KETENTUAN LATIHAN —
**a.** Cetak tanpa perubahan bagian berita banjir Sepaku dari "Warga Jalan Datu" sampai "sedang memanen padi.".
**b.** Menurut berita banjir Sepaku, kapan banjir itu terjadi?

Liputan6.com, Penajam Paser Utara - Pandi (54) menatap kosong ke genangan air yang sangat luas berwarna kuning kecoklatan. Hampir sejauh mata memandang, hanya ada warna itu. Jauh di ujung sana, nampak perbukitan berwarna hijau.
Warga Jalan Datu Nondol, Kelurahan Sepaku, Kecamatan Sepaku itu kemudian menunjuk sambil menyebut yang tergenang itu adalah sawah. Rumahnya memang tidak tergenang sebab berbentuk rumah panggung berbahan kayu.
Tak hanya merendam persawahan, beberapa akses jalan warga juga tergenang. Warga kesulitan beraktifitas terutama anak sekolah.
Baca Juga
Advertisement
“Sekolah diliburkan, saya tidak bisa ke kebun, dan ibu-ibu tidak bisa ke pasar. Seharian di rumah saja,” kata Pandi.
Peristiwa banjir itu terjadi pada 17 Maret 2023 silam. Pandi bercerita, saat banjir datang, warga sedang memanen padi.
“Padi baru dipanen dan dikumpulkan di tepi jalan, saat banjir datang semuanya hanyut,” kenangnya.
Padahal, tak jauh dari persawahan tersebut ada pembangunan Intake Sepaku untuk kebutuhan air bersih Ibu Kota Nusantara. Jaraknya hanya sepelemparan batu dari jalan pemukiman di sisi sawah.

Entri Tersimpan:
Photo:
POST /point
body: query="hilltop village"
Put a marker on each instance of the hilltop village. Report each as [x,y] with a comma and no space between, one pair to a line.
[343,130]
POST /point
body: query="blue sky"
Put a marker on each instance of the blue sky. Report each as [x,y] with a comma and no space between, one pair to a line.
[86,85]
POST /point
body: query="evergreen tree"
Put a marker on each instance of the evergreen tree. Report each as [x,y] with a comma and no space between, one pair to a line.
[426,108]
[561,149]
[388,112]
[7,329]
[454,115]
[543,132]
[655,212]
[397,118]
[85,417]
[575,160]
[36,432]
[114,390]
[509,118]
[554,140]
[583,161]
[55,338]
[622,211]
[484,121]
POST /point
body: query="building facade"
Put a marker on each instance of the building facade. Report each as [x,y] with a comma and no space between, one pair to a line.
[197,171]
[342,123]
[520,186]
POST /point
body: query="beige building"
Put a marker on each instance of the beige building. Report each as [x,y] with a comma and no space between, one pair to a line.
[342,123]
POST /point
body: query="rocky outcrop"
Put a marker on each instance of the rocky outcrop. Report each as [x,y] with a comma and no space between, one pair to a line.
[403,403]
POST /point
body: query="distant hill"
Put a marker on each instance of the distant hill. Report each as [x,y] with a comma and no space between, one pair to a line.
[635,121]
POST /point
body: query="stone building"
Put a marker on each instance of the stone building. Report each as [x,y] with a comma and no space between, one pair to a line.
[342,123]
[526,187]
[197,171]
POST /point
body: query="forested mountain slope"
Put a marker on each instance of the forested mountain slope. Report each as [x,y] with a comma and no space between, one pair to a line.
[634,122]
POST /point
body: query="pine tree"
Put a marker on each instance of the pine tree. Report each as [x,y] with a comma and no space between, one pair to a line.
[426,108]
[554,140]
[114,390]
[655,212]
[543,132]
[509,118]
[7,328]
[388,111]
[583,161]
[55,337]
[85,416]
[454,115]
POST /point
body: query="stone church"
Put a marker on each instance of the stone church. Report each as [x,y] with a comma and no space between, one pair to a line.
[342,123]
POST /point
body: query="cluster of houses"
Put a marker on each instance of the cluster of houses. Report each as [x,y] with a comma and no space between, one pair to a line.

JAWABAN TERTULIS —
**a.**
Warga Jalan Datu Nondol, Kelurahan Sepaku, Kecamatan Sepaku itu kemudian menunjuk sambil menyebut yang tergenang itu adalah sawah. Rumahnya memang tidak tergenang sebab berbentuk rumah panggung berbahan kayu.
Tak hanya merendam persawahan, beberapa akses jalan warga juga tergenang. Warga kesulitan beraktifitas terutama anak sekolah.
Baca Juga
Advertisement
“Sekolah diliburkan, saya tidak bisa ke kebun, dan ibu-ibu tidak bisa ke pasar. Seharian di rumah saja,” kata Pandi.
Peristiwa banjir itu terjadi pada 17 Maret 2023 silam. Pandi bercerita, saat banjir datang, warga sedang memanen padi.

**b.** Pada 17 Maret 2023.